Start of Extract to read

But the highlight of the evening was the 120-meter ski jumping contest — the battle of the big hill. Simon Ammann, a 20-year-old stringbean of a Swiss kid who looks about 14 (with his horn-rim glasses and slightly wacky thin-lipped visage, he resembles a Helvetian Harry Potter, as Bob Costas was quick to observe), had shocked the jumping world by winning on the 90-meter hill. Ammann — who suffered a serious fall and a concussion recently — had never won anything, while his rivals — including Adam Malysz, aka “the Polish Batman” (almost as bad a nickname as luge legend Georg Hackl’s “White Sausage,” which sounds like a locker-room NBA joke), and the Finn Matti Hautamaeki were seasoned veterans.

If you don’t look closely at Ammann, you’d think you could shake him down for lunch money, which he would pull with trembling pink hands out of his little Swiss schoolboy satchel. But when you look more closely you see something else — a boyish wildness, a pure, eccentric determination. And regardless of what he looks like, Ammann has it — whatever the secret is that allows a ski jumper to fit his body into the air like a key in a lock, the key that opens distance.

I was privileged to see the great team finals competition at Nagano, one of the most memorable events of that Olympics, when the Japanese, jumping through a blizzard, came back to win before their ecstatic, weeping fans. TV doesn’t capture ski jumping. It can’t. You have to see it all, smell it, feel the scale in your bones to appreciate it. It’s an awesome spectacle — the huge curved ramp, weird and ominous with its Triumph-of-the-Will architecture, like a combination angel-making machine and deadly conveyor belt. The bracing thin air, the mountains. The jumper far above you, waiting at the top, the harrowing glide down the ramp and then the uncanny moment of release, the strange exquisite launching of a heavy man far out into the air.

Ammann was tied with the German Hannawald for first after the first jump — 132.5 meters, 140.5 points. But any of the big guys could take the gold if they hit their second jumps. Hautamaukei put up a strong 125.5. Then Malysz took off as his countryman Lech Walesa cheered him on — 128.0.

Ammann was next. He began his run down the ramp. He hit the air, his takeoff was clean, he was flat and still and quiet, and he sailed true like a paper plane thrown into the wind by a kid with the right touch, landing far down the hill. 133.0. The crowd went crazy.

End of Extract to read

(What is required) Write what comes next in the account of the 120-meter ski jumping contest above, picking up after Ammann's 133.0-meter second jump.

Start of Extracted data

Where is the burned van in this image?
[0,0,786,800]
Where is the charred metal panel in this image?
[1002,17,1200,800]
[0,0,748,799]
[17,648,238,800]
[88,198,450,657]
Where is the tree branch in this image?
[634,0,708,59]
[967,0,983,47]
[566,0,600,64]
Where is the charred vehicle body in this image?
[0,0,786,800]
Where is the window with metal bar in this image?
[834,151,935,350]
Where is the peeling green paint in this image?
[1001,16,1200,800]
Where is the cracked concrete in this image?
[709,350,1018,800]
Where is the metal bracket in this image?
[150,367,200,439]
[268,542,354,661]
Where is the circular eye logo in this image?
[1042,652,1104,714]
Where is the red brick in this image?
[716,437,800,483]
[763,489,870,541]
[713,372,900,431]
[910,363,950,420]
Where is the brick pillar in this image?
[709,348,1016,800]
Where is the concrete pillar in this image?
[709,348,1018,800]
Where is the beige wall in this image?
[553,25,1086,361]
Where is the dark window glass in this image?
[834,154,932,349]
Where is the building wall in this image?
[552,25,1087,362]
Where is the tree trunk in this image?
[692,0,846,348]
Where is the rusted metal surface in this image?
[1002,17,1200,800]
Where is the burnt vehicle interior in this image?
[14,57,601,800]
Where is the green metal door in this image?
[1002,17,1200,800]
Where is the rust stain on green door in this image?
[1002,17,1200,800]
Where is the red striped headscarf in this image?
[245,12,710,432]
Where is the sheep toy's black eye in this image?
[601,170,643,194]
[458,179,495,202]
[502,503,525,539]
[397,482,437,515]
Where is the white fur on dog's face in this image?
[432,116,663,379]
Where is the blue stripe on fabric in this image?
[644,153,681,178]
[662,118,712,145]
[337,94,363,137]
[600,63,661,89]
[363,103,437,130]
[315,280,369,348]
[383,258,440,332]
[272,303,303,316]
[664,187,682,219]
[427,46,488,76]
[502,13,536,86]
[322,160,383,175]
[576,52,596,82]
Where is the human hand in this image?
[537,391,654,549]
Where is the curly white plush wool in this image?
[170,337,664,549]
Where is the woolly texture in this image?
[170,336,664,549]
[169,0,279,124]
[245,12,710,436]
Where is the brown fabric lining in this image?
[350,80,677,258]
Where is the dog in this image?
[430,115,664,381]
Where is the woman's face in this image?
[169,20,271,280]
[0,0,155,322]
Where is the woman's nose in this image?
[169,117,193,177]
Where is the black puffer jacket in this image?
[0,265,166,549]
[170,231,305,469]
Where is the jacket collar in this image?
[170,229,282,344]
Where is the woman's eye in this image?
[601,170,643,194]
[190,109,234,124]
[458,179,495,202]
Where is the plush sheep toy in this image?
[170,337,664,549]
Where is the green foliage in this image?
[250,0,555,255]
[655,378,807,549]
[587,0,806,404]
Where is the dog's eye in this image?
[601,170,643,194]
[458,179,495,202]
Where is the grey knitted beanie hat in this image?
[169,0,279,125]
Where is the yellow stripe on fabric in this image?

End of Extracted data

(Result)
There was one more jumper, Hannawald. He went a long way, but he touched the ground with his hand upon landing and was disqualified. Ammann was champion.

In victory, the kid became only the second jumper in history to win both ski-jumping events at the same Games. Interviewed soon afterward, he stammered wildly and exuberantly, his English all but lost in the crazy exultation of the moment, “I was so nervous … Oh boy, it’s incredible …” he babbled on a little more and then, prodded by the interviewer to do that wacky scream again, he gave out the same yelp he had when he won the 90, a funny little gut-wrenching shriek that turned into an almost demented gasp of amazement.

One of the interesting things about the Olympics is the endless variety of morals you can draw from them. You can make them fables of perseverance, or tales of irredeemable loss. What story do you tell yourself about the American skater Todd Eldredge, who had failed at Nagano, who said in a feature Tuesday night, “I haven’t done the Olympics right yet,” a decent guy who had worked as hard as he could to prepare himself for this last chance — and who, during his short program, fell twice? As Eldredge finished his program and acknowledged the applause, a series of marvelous and moving expressions crossed his face. First there was anguish, then a smile, then a kind of wonderment, then resolution — the maturity of a man, assessing his loss and moving on. That is the moral I want to draw from his performance — one that left his former teammate Kristi Yamaguchi, and no doubt many who loved and cared for him, in tears. But I also saw him later, waiting for his scores, and there was pain on his face. Is that Eldredge’s truth? Or the wisdom? What is the truth? Do we even want it?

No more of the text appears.